**The task:** Copy the lines from the one with "Identify the white race" to the one with "<point>157,220</point>", both included, with no changes.
::::
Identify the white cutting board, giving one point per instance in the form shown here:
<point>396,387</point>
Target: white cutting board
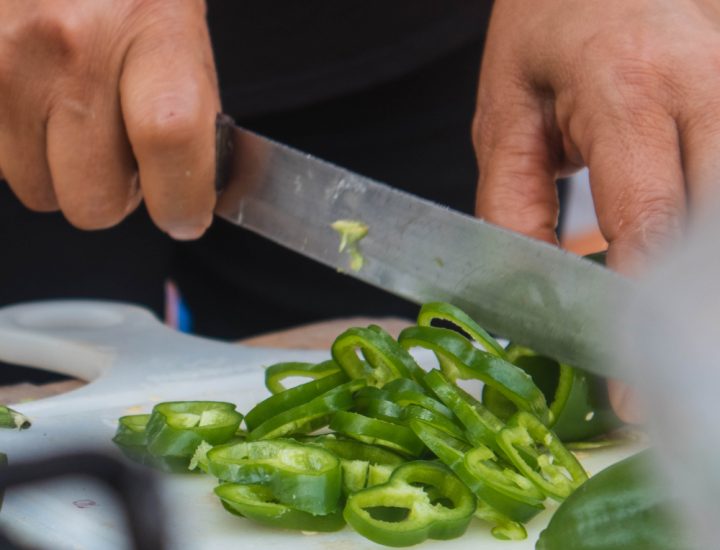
<point>133,362</point>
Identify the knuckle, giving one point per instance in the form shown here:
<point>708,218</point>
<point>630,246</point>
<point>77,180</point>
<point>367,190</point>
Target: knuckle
<point>59,35</point>
<point>176,124</point>
<point>39,202</point>
<point>648,219</point>
<point>95,214</point>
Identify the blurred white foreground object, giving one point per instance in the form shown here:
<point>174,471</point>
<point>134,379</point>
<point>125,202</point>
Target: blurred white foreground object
<point>671,344</point>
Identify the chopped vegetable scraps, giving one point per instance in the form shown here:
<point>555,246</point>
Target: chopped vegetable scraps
<point>351,233</point>
<point>410,455</point>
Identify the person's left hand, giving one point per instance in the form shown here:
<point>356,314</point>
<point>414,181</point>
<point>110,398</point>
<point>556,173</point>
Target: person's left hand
<point>629,88</point>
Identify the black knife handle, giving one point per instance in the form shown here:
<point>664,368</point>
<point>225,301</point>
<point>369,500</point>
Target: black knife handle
<point>223,150</point>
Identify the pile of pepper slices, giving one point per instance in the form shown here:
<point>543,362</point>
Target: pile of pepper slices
<point>409,455</point>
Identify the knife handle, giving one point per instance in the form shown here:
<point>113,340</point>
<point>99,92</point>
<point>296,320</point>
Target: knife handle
<point>223,150</point>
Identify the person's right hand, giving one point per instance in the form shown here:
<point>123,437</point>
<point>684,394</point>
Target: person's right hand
<point>102,102</point>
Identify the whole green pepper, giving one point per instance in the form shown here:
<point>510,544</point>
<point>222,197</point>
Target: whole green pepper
<point>623,507</point>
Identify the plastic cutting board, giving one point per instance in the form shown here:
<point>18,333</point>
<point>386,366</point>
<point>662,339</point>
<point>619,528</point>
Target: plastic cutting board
<point>132,362</point>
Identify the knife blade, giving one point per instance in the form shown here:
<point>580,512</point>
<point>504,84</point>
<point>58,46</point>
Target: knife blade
<point>527,291</point>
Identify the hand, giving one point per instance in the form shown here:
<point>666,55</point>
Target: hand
<point>630,89</point>
<point>102,102</point>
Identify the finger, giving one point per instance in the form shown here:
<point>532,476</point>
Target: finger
<point>518,165</point>
<point>700,141</point>
<point>169,101</point>
<point>24,165</point>
<point>625,402</point>
<point>637,181</point>
<point>92,167</point>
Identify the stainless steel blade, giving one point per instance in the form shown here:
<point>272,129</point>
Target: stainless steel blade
<point>521,289</point>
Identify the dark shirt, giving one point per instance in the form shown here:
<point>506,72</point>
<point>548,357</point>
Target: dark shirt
<point>275,55</point>
<point>385,88</point>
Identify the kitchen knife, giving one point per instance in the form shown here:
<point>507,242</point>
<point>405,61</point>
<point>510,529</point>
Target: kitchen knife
<point>527,291</point>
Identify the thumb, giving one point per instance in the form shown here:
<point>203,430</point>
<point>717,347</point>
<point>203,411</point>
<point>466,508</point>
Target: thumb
<point>517,164</point>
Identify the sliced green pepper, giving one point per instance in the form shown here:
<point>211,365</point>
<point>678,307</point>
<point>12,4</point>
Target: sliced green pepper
<point>579,400</point>
<point>307,478</point>
<point>436,420</point>
<point>385,359</point>
<point>443,311</point>
<point>12,419</point>
<point>350,449</point>
<point>310,416</point>
<point>177,428</point>
<point>503,527</point>
<point>3,463</point>
<point>377,432</point>
<point>293,397</point>
<point>481,426</point>
<point>277,373</point>
<point>406,392</point>
<point>559,473</point>
<point>429,502</point>
<point>130,439</point>
<point>256,502</point>
<point>377,405</point>
<point>513,505</point>
<point>460,359</point>
<point>623,507</point>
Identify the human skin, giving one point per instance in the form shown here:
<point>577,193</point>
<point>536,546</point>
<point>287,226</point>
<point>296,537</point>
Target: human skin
<point>105,102</point>
<point>628,89</point>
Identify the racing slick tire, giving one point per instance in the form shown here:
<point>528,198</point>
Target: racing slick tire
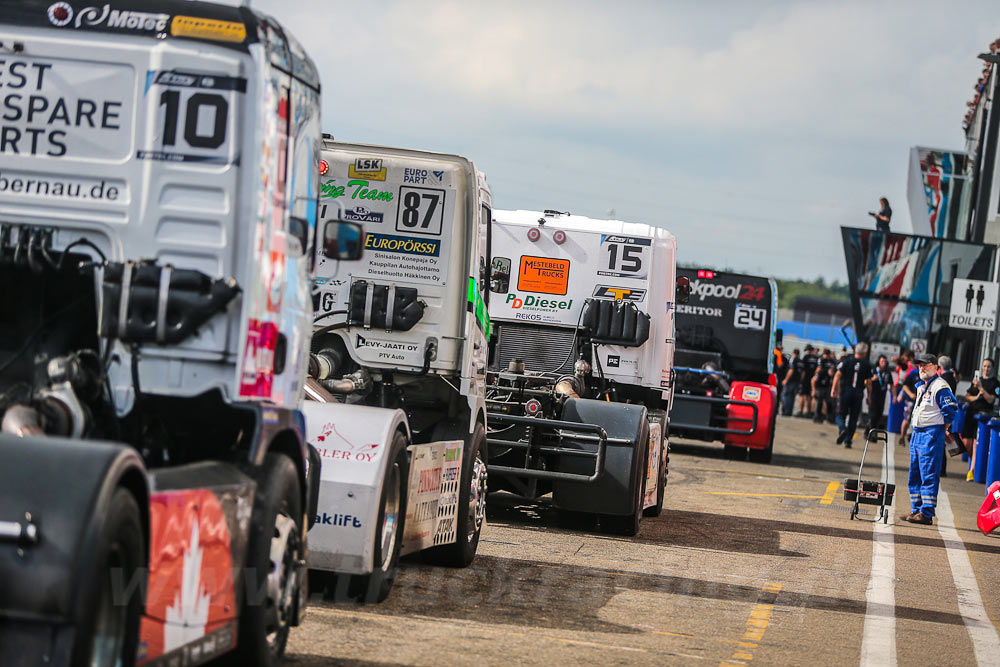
<point>628,524</point>
<point>112,634</point>
<point>375,587</point>
<point>471,506</point>
<point>272,586</point>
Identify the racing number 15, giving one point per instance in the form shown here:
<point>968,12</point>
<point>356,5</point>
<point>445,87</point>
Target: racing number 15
<point>630,260</point>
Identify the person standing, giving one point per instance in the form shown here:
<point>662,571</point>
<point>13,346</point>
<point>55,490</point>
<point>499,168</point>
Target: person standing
<point>981,397</point>
<point>881,381</point>
<point>779,369</point>
<point>792,379</point>
<point>883,217</point>
<point>809,361</point>
<point>948,375</point>
<point>933,411</point>
<point>821,381</point>
<point>852,378</point>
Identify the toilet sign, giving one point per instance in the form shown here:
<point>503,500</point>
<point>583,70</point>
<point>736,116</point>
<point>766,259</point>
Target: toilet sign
<point>973,305</point>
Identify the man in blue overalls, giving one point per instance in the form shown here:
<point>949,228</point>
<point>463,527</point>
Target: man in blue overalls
<point>933,412</point>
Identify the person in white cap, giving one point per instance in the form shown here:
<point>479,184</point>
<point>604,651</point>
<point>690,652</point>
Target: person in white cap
<point>933,412</point>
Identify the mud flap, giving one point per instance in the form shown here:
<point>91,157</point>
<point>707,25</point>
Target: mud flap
<point>656,445</point>
<point>432,497</point>
<point>615,491</point>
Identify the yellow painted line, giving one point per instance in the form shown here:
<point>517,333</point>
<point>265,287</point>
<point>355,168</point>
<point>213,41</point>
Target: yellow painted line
<point>753,474</point>
<point>831,492</point>
<point>756,626</point>
<point>762,495</point>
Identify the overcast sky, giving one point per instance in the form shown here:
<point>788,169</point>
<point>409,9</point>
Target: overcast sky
<point>751,129</point>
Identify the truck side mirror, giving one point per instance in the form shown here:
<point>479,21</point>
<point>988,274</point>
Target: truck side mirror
<point>343,240</point>
<point>683,289</point>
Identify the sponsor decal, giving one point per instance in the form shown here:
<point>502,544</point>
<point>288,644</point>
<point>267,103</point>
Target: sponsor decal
<point>685,309</point>
<point>358,190</point>
<point>620,293</point>
<point>332,444</point>
<point>422,176</point>
<point>543,274</point>
<point>370,168</point>
<point>387,350</point>
<point>60,13</point>
<point>122,19</point>
<point>403,245</point>
<point>631,240</point>
<point>213,29</point>
<point>191,587</point>
<point>362,214</point>
<point>364,341</point>
<point>535,303</point>
<point>345,520</point>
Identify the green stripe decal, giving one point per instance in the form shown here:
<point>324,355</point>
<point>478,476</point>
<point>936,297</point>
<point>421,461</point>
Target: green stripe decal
<point>478,306</point>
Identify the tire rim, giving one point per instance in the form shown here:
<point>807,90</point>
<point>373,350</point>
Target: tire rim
<point>282,579</point>
<point>109,628</point>
<point>477,498</point>
<point>390,517</point>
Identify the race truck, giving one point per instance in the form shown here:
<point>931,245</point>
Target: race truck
<point>157,218</point>
<point>398,366</point>
<point>580,367</point>
<point>725,388</point>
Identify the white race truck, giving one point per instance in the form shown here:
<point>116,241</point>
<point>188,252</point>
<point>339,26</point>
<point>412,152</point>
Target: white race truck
<point>580,367</point>
<point>397,409</point>
<point>157,220</point>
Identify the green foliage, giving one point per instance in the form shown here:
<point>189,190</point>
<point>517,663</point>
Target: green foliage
<point>819,289</point>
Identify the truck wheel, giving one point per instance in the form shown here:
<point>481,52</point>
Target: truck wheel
<point>274,550</point>
<point>471,507</point>
<point>112,633</point>
<point>735,453</point>
<point>629,524</point>
<point>375,587</point>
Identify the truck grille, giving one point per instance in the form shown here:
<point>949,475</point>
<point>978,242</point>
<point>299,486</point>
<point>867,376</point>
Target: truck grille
<point>541,348</point>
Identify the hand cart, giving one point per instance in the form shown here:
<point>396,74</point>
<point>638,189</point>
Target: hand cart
<point>865,492</point>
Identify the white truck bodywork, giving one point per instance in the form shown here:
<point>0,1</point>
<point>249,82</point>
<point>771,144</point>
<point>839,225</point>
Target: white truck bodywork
<point>415,208</point>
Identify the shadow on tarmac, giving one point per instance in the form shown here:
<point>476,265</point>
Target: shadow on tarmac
<point>550,595</point>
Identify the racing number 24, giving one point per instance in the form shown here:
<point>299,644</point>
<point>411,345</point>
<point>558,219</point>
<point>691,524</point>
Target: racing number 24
<point>630,261</point>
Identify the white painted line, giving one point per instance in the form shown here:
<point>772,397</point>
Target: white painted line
<point>982,632</point>
<point>878,642</point>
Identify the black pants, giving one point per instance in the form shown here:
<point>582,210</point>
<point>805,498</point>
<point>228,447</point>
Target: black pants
<point>850,410</point>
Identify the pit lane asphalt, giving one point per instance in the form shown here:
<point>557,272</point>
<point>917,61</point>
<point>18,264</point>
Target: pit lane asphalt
<point>748,563</point>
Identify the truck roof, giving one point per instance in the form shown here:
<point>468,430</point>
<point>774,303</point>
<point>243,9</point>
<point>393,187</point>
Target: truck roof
<point>581,223</point>
<point>223,25</point>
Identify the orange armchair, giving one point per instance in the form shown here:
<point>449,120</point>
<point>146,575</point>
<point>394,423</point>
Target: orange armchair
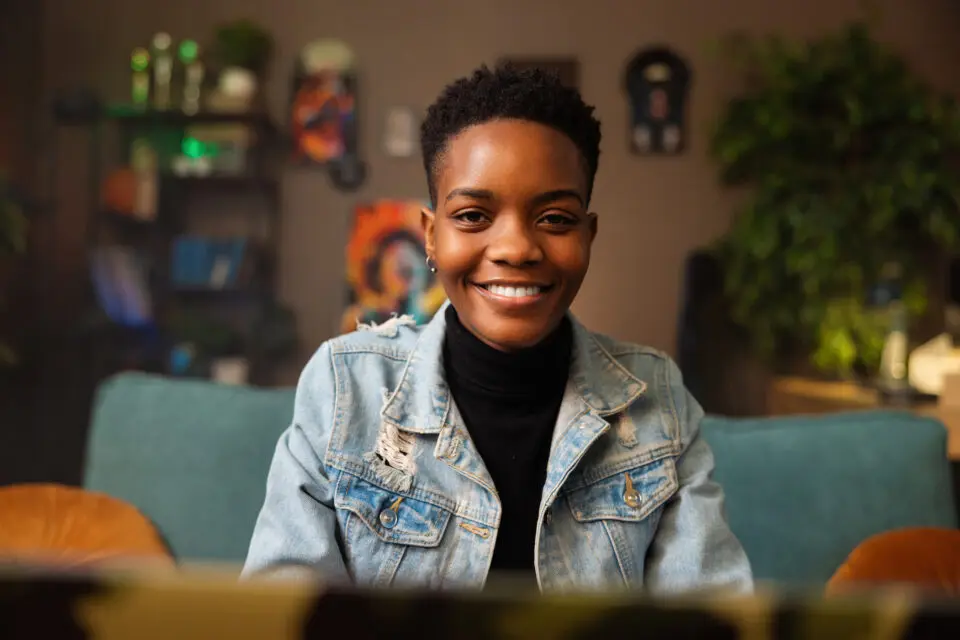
::::
**Finished task:**
Identify the white race truck, giving one point per instance in the form shown here:
<point>116,241</point>
<point>188,252</point>
<point>339,26</point>
<point>412,152</point>
Target: white race truck
<point>580,367</point>
<point>397,409</point>
<point>157,220</point>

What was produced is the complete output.